◆ Selected text:
- Opening Delimiter -
Britain offers Cyprus land in event of peace deal

Britain offers Cyprus land in event of peace deal

NICOSIA – Agence France-Presse
Britain offers Cyprus land in event of peace deal

A handout picture released by the Greek Cypriot government's Press and Information Office (PIO) on July 17 shows Greek Cyprus' President Nicos Anastasiades (R) meeting with British Foreign Secretary Philip Hammond at the presidential palace in Nicosia.

Britain is ready to offer a reunified Cyprus large swathes of British bases territory on the island in the event of a peace deal, Foreign Secretary Philip Hammond said July 18.

"We have made clear that in the context of a settlement, Britain is willing to offer to surrender a significant proportion of the land surface of the bases to the Republic of Cyprus to allow development," Hammond told reporters after meeting his Greek Cypriot counterpart Ioannis Kasoulides.

"That offer remains on the table, and we hope that it will add to the economic benefits of a settlement being concluded and help to stimulate economic growth in Cyprus in the future," he added.

Britain retains two strategically important military bases on Greek Cyprus which remained sovereign territory after the country's independence in 1960.

As part of a 2004 U.N. peace deal, London offered to cede around 50 percent of non-military bases land in the south, but Greek Cypriots in a referendum rejected the settlement blueprint.

Britain confirmed the offer still stands in the event of a peace accord being reached.

Long-stalled U.N.-brokered peace talks were launched on May 15.

Britain launched bombing operations against the Islamic State of Iraq and the Levant  (ISIL) group in Iraq in September 2014 from its RAF Akrotiri air base on the south coast near Limassol.

Cyprus has no better chance than now to strike a U.N.-brokered peace deal, European Commission President Jean-Claude Juncker told the Greek Cypriot parliament on July 17.
- Closing Delimiter -
◆ Assignment 1:
Check (a), (b), and (c) against the report on Britain's offer to Cyprus. For each, answer yes or no and quote the words of the report that settle it.
(a) Hammond spoke to reporters after meeting Ioannis Kasoulides.
(b) Greek Cypriots approved the 2004 U.N. settlement plan in a referendum.
(c) The U.N.-brokered peace talks were launched on July 17.
◆ Assignment 2:
Pick up the report on Britain's offer to Cyprus after its last sentence and write the next part.

◆ Listed entries:
- Opening Delimiter -
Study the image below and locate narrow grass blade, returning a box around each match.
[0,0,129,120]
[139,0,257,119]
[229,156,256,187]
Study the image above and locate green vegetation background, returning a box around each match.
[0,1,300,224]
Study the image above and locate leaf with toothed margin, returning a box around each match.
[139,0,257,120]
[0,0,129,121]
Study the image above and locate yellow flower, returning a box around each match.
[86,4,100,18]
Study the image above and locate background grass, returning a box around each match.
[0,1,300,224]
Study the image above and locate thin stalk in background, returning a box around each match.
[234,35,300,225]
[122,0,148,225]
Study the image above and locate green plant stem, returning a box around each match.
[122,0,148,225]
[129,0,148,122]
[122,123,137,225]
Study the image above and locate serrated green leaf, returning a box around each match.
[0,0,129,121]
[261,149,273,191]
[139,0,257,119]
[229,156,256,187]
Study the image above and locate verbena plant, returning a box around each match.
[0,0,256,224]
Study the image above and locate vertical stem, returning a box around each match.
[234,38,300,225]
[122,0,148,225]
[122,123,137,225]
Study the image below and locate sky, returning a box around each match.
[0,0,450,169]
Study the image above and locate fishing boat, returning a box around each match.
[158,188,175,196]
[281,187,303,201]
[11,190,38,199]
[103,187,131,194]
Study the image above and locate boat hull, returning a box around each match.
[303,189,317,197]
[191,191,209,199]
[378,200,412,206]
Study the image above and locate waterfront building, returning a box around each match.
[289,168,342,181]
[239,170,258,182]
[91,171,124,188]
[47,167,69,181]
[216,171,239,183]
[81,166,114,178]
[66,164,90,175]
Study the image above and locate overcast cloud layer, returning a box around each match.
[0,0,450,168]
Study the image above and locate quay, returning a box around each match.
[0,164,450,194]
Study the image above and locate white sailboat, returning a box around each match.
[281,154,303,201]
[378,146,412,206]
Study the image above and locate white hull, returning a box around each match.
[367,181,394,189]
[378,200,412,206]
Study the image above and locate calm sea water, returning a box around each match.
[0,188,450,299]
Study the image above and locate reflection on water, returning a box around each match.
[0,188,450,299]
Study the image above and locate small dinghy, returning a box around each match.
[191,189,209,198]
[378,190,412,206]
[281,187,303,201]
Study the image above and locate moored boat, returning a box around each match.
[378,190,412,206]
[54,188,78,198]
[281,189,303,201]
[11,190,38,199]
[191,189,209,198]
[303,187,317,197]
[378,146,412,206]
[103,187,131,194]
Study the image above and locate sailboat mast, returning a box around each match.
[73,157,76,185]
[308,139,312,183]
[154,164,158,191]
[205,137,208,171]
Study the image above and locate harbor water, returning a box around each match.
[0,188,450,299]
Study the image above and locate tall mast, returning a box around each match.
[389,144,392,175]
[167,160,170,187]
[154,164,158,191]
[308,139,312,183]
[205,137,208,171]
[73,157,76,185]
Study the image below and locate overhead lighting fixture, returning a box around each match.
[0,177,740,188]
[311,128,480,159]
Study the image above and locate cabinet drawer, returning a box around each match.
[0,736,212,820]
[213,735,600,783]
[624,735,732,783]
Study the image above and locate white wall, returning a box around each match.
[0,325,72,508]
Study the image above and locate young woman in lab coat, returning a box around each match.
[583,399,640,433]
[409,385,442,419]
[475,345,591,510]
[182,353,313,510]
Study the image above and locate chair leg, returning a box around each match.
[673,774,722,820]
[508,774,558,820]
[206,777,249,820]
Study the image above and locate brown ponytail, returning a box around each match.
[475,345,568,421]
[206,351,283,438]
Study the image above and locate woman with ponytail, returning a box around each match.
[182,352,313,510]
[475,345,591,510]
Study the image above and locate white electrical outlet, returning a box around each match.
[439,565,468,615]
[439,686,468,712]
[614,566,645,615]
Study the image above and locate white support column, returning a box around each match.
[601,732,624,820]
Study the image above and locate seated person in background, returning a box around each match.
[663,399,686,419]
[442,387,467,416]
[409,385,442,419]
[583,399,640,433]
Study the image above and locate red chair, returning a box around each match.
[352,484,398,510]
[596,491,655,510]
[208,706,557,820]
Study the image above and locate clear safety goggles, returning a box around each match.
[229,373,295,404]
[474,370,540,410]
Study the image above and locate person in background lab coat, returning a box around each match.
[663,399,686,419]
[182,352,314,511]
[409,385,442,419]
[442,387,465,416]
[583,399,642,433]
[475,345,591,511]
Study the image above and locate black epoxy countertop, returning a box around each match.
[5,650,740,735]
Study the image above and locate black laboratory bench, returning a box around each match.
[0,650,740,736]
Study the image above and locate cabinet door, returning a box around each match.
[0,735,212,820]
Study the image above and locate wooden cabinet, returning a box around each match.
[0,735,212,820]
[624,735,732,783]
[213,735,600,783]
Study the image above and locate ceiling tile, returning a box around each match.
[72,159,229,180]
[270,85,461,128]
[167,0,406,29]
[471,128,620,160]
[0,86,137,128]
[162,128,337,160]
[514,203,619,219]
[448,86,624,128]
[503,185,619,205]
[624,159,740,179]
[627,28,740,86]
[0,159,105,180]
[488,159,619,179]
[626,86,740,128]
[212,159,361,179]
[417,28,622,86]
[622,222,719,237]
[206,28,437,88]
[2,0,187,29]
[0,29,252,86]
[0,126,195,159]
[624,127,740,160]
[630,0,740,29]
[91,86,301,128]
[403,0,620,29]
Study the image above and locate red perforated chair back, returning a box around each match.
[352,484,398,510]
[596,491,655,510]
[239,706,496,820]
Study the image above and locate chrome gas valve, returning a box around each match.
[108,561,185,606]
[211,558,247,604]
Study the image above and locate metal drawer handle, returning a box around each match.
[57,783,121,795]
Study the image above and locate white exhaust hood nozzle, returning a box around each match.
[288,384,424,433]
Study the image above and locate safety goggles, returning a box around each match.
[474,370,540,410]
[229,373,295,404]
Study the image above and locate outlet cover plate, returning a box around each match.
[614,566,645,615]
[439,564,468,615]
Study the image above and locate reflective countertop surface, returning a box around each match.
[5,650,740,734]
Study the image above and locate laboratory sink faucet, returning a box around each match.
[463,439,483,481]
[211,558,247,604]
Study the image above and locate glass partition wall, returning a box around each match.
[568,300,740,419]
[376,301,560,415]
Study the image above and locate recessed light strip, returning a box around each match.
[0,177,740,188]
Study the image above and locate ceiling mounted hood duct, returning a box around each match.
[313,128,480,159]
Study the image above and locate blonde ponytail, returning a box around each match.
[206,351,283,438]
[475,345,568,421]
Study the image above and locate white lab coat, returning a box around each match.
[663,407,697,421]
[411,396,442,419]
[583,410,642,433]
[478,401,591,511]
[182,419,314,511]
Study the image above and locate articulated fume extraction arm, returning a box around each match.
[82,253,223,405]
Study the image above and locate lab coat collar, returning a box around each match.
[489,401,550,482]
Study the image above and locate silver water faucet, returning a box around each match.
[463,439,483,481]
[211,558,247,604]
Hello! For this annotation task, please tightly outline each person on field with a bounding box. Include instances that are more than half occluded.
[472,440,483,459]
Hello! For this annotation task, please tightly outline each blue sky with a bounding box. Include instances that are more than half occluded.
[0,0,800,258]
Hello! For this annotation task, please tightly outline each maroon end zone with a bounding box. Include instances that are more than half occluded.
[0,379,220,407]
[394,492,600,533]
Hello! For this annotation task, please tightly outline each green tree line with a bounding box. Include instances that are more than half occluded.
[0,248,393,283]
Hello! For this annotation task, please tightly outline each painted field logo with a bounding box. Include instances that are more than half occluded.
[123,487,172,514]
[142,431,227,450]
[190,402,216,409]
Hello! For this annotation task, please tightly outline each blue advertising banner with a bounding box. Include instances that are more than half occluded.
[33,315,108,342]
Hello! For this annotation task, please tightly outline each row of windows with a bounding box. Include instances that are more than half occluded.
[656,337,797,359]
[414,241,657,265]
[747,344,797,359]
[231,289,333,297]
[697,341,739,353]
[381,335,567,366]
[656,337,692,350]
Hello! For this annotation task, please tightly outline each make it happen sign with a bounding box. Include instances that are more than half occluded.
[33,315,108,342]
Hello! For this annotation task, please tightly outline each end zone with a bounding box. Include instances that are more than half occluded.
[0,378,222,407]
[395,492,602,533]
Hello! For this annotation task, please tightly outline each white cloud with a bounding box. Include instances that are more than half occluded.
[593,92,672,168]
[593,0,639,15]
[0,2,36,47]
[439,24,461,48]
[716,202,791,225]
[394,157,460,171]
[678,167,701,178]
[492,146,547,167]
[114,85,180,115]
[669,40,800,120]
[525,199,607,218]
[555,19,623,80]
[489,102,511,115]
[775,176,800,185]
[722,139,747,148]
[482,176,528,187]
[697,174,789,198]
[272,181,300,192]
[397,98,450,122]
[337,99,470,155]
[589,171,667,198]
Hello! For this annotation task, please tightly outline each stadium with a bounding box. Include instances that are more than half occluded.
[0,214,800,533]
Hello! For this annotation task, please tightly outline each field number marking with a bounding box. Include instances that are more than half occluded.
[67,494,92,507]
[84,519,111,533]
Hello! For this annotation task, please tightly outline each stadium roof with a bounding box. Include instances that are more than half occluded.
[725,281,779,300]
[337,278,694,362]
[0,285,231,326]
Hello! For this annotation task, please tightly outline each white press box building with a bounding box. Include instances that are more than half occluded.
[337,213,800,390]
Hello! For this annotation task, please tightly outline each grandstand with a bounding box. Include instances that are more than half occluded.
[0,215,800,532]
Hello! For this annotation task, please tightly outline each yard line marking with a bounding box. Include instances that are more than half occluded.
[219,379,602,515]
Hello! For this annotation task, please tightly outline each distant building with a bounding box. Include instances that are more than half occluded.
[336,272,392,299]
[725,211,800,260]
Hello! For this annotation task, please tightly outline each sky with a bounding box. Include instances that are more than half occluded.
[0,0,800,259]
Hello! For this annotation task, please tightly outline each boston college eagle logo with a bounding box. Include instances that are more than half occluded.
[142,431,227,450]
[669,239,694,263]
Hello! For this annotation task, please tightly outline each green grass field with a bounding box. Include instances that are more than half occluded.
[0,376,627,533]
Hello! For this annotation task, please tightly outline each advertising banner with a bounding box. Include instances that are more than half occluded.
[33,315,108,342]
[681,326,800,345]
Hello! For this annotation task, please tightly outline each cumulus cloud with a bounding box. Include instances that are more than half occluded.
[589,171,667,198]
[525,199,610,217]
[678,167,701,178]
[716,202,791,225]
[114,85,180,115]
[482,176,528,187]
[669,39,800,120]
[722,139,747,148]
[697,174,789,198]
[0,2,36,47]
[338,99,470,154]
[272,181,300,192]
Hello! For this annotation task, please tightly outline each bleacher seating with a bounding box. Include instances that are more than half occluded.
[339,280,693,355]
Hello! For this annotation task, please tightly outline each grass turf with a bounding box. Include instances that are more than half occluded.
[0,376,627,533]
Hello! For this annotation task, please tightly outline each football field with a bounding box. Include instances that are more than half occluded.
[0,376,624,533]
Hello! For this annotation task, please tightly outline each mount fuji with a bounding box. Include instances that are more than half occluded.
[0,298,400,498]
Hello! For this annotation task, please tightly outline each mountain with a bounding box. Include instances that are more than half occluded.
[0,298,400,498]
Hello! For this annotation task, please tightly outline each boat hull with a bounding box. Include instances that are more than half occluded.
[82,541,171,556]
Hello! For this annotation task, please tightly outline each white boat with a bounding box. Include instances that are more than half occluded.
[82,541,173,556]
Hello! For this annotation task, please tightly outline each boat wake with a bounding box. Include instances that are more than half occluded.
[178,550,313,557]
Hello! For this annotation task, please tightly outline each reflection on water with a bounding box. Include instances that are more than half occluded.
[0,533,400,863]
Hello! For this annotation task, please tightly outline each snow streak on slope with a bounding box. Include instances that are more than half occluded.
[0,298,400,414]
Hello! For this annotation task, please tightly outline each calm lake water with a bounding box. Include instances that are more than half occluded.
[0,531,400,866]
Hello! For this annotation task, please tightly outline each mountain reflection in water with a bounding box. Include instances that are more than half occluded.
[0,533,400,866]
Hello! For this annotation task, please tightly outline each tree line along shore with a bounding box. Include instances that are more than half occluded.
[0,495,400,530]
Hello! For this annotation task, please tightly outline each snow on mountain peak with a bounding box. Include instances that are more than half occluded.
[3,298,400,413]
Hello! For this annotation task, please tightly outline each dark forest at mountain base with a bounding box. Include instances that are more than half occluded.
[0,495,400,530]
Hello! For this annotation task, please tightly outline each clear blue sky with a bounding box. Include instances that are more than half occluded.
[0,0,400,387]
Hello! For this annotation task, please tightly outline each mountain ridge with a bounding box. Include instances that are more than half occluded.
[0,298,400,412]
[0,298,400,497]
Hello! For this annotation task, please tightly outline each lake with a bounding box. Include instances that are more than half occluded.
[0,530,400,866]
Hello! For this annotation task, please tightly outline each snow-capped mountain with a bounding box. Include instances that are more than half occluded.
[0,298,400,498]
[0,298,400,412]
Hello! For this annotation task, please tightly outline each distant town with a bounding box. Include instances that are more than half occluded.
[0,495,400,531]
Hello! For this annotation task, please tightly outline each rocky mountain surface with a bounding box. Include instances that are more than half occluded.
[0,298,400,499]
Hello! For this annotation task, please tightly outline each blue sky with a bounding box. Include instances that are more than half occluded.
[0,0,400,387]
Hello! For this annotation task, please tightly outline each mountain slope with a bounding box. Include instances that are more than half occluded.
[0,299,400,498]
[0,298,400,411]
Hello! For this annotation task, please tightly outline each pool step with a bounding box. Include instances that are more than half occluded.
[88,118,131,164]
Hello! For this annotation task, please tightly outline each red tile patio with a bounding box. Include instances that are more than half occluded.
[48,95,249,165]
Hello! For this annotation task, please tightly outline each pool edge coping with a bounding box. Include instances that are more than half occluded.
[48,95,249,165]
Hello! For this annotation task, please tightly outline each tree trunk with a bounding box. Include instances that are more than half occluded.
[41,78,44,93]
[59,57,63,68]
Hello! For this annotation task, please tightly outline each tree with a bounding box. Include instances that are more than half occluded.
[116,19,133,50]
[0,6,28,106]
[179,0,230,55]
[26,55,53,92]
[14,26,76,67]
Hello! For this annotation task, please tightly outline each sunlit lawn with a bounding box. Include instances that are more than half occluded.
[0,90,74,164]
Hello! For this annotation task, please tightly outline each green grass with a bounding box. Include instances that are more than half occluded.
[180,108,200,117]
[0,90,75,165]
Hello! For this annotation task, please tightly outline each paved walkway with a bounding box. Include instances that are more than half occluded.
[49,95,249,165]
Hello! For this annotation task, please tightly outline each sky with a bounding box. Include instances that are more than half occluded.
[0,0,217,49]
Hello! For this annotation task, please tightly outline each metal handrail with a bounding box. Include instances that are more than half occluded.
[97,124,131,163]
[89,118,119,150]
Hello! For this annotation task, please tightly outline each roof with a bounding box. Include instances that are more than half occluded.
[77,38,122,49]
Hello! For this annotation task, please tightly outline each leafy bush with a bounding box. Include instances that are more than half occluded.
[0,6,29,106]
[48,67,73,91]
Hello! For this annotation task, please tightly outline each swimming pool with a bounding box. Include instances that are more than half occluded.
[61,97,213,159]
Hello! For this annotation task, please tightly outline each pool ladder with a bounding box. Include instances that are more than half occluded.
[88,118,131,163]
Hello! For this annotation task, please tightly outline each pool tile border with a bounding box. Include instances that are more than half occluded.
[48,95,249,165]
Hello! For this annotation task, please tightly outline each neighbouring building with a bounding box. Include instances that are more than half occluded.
- Closing Delimiter -
◆ Your response 1:
(a) Yes: "Hammond told reporters after meeting his Greek Cypriot counterpart Ioannis Kasoulides."
(b) No: "Greek Cypriots in a referendum rejected the settlement blueprint."
(c) No: "Long-stalled U.N.-brokered peace talks were launched on May 15."

◆ Your response 2:
"You have to do it now, immediately, because this is an enormous window of opportunity and you have to do it, all together, and you will not have to do it alone," Juncker said.

"The European Union will follow this process day by day and if it is done, the money will be there. I am not promising money, I am describing the future of this great nation," he added.

Juncker called the current negotiations a "crucial moment for Cyprus history."

Greek Cypriot leader Nicos Anastasiades and Turkish Cypriot leader Mustafa Akıncı are engaged in talks seen as the best chance in years to reunify Cyprus.

"I believe that they can solve the Cyprus problem," Juncker said.

"These are the only men who will be able to do now what should have been done in the past. Don't believe that those who are coming after our generation will be able to do it," he added.

Juncker, from Luxembourg, said Cyprus should not let a painful past decide its future and spoke from personal experience of a war-torn Europe.

"Germany invaded Luxembourg twice in a century. I lost members of my family in concentration camps," he said.

"My father, one of 12 children, was incorporated by force, together with three of his brothers, into the German Wehrmacht. They had to fight, in a hated uniform, against those who were trying to liberate my country." 

If Europe could make peace after such tragedies, "why should it not it be possible to do the same here?" Juncker asked.